Göreviniz -> Hz. Ebû Bekir'i anlatan alıntının son cümlesinden sonra gelecek bölümü yazarak metni sürdürebilir misiniz?

Sayfa alıntısı ->
--- --- ---
Özellikle şartların elverişsizliği sebebiyle Müslümanların en fazla desteğe
ihtiyaç duydukları Tebük seferi esnasında ordunun hazırlanması için bütün
mal varlığını Hz. Peygamber’in emrine tahsis etmiştir.

Hz. Ebû Bekir, kahramanlık konusunda da güzel örnekler verir. Hz.
Peygamber’in sağlığında gerçekleşen savaşlarda o, hep ön saflarda çarpışmış,
en zor zamanlarda Resûl-i Ekrem’i düşman askerlerine karşı korumuştur.
Uhud ve Huneyn savaşlarındaki kahramanlıkları buna örnek gösterilebilir.
Halifeliği döneminde de, en buhranlı bir zamanda Müslümanların önüne
geçerek isyancılarla mücadele etmiştir. Nitekim halife seçilmesinden hemen
sonra isyan eden Arap kabilelerinin Medine’ye saldıracakları haberi üzerine
hiç vakit geçirmeden başlattığı mücadele ile şehre yönelik saldırı girişimini
önlemiştir. Hz. Ebû Bekir, bu hadisenin baş göstermesi üzerine isyancılarla
savaşmak için Medine'den çıkıp şehrin yakınlarındaki Zü'1-Kassa'ya kadar
gelmişti. Hatta buradan daha da ileriye gitme arzusundaydı. Ancak yanında
bulunanlar, kendisine bir zarar gelmesi durumunda, bunun tüm Müslümanları
olumsuz yönde etkileyeceğini, İslâm'ın bundan büyük zarar görebileceğini
hatırlattılar. Bunun üzerine halife, Hâlid b. Velid'i komutan tayin ederek
Medine'ye geri dönmüştür.

Hz. Ebû Bekir’in şahsiyetinin merkezinde İslâm’a samimi inancı ve Hz.
Peygamber’e derin sadakati vardır. Onun İslâm’a hizmet çabası, her zaman
canlı, derin ve kapsamlı olmuş; ölünceye kadar da İslâmî hizmetlerdeki
duyarlılığı devam etmiştir.
--- --- ---
Verilen kayıtlar ->

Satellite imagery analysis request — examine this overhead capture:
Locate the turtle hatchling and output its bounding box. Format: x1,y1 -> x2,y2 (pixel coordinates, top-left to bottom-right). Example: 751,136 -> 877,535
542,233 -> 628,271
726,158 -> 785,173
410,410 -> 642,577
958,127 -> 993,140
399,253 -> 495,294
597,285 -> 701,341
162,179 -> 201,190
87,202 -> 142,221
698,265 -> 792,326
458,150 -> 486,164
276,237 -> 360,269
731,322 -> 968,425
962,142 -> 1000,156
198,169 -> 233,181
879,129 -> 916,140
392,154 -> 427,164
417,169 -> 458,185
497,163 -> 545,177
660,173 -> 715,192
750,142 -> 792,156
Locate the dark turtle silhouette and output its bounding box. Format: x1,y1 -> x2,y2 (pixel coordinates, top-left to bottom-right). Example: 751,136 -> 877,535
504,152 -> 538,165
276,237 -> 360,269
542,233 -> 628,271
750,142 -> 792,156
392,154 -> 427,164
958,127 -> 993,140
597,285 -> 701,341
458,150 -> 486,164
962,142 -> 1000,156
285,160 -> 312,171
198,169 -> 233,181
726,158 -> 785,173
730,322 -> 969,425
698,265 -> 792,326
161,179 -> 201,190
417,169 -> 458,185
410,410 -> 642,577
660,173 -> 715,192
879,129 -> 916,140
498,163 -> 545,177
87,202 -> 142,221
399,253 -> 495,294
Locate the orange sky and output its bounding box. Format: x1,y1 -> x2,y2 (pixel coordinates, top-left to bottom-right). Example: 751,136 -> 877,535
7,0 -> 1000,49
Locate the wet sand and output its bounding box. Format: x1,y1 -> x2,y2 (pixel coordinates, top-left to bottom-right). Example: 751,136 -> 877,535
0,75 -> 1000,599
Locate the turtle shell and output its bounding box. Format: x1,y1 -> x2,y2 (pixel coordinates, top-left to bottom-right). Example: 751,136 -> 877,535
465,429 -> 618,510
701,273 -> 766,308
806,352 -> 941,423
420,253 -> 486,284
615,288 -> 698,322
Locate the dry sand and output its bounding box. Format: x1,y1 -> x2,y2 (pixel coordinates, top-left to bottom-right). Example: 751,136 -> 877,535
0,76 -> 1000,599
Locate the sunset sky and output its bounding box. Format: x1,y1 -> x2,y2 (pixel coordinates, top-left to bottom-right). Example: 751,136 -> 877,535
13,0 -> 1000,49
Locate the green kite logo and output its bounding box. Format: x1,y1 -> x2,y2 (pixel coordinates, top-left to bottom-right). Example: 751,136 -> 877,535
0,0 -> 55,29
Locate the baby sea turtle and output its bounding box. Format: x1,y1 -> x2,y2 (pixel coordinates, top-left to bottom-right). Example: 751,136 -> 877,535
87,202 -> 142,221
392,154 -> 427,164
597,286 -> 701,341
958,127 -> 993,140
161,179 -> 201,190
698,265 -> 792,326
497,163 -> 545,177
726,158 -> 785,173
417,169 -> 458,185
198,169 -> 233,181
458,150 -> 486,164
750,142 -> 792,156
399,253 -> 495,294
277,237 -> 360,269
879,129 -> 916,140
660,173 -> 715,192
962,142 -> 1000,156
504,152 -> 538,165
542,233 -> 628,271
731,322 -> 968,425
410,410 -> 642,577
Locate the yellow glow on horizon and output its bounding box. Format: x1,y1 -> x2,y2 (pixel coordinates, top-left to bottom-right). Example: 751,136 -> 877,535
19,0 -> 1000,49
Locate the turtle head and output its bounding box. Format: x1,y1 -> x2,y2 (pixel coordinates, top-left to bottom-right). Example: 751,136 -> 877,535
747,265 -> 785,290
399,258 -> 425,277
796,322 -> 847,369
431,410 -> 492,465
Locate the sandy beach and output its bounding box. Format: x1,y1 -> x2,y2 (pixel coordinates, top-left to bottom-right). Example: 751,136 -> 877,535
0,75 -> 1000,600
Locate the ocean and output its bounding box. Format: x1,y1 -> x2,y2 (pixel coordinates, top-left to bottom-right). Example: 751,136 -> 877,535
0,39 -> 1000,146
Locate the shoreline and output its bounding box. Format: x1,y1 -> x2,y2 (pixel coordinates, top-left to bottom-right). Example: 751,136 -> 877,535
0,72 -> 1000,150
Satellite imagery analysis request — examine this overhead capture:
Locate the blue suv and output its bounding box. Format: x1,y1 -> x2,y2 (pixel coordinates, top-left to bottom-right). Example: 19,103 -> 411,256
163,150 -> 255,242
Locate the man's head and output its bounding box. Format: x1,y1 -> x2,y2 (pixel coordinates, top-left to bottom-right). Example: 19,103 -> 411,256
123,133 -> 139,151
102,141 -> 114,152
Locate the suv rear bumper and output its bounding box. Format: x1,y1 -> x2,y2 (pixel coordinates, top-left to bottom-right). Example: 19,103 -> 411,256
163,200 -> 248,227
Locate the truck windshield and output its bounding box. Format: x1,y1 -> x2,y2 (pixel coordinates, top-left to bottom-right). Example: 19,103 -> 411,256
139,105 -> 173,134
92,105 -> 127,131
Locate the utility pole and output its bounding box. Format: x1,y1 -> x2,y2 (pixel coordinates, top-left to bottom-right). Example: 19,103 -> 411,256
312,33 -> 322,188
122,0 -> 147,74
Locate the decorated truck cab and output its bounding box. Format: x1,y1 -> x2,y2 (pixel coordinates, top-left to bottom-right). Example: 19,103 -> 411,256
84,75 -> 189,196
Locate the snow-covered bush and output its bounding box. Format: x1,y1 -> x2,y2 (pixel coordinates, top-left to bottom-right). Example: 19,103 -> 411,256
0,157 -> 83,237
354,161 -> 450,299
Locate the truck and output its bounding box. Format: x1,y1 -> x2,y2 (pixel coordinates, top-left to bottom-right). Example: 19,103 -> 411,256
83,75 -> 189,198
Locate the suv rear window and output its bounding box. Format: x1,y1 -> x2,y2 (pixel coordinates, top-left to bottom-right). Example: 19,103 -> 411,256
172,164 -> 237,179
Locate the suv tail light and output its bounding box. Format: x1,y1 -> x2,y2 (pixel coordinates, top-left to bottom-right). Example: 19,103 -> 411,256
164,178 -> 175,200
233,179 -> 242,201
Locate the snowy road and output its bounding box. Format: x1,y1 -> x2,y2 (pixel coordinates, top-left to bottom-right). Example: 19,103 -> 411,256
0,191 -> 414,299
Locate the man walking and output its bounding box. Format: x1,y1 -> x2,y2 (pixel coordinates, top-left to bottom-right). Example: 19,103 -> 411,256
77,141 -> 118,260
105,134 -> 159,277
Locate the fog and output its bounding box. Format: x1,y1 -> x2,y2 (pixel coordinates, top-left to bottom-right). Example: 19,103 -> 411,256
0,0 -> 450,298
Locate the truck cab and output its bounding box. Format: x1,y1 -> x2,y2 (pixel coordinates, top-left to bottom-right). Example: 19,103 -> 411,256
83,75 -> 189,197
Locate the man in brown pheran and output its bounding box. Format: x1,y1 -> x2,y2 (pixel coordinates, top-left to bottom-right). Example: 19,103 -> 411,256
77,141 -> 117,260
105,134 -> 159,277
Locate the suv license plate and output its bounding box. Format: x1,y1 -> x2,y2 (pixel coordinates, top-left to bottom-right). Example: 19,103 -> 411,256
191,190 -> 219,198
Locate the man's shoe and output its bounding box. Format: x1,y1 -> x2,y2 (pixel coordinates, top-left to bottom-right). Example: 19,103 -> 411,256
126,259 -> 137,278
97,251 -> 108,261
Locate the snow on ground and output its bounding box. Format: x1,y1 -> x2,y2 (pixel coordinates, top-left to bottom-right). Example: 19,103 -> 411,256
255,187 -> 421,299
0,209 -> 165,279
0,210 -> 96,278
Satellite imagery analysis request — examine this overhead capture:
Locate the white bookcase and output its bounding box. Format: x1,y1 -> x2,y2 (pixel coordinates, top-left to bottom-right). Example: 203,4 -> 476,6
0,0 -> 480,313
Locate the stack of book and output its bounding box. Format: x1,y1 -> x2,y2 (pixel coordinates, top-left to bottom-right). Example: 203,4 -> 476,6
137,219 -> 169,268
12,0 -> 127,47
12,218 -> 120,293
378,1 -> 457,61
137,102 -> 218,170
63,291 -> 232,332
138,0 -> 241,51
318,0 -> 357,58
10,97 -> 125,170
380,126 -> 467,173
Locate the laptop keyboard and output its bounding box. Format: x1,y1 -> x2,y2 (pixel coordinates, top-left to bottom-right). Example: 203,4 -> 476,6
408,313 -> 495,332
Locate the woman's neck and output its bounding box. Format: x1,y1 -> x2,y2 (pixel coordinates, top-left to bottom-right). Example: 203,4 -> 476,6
--- --- ---
Görev yanıtı ->
Ölçülü yaşayışı ve davranışlarıyla ashâba ve kendisinden sonraki bütün
Müslümanlara örnek olan Hz. Ebû Bekir, bu hususta Allah Resûlü’nün de
takdirini kazanmıştır. Nitekim Hz. Peygamber , “muhakkak ki, arkadaşlığı
hususunda da, malı hususunda da insanların en cömerdi Ebû Bekir’dir.
Ümmetimden kendime bir dost edinseydim Ebû Bekir’i edinirdim” sözleriyle
onu övmüştür. (Buhârî, “Fedâil” 5).

Yönetim Anlayışı
Hz. Ebû Bekir, idarî hayattaki uygulamalarında sürekli Hz. Peygamber’i
örnek almıştır. Dolayısıyla onun icraatında Hz. Peygamber’in yönetim
anlayışının belirgin yansımaları görülür. Onun Hz. Peygamber’den örnek
aldığı prensiplerin başında, istişare, kararlılık, hoşgörü, ehliyet ve insan
haklarına saygı gelir.

İstişâre
İstişare, kamu yönetimi açısından değerlendirildiğinde yöneticinin karşı
karşıya kaldığı bir problemin halli konusunda görüşüne değer verdiği
kişilerle gerçekleştirdiği danışma ve fikir alışverişidir. İslâm tarihinde bunun
siyasî anlamda sistemleşmiş şekline şûrâ denilmektedir. Kur’ân’ı Kerim’de
Müslümanlardan, işlerini birbirlerine danışmak suretiyle yapmaları
istenmiştir. (Âl-i İmrân 3/159) Ayrıca Kur’ân’da bu isimde bir de sûre
bulunmaktadır (Şûrâ sûresi). Bu sûrenin 38. âyetinde istişare müessesesinden
ayrıca bahsedilmekte ve “... Onların işleri, aralarında danışma iledir...”
(Şûrâ 42/38) buyurulmaktadır.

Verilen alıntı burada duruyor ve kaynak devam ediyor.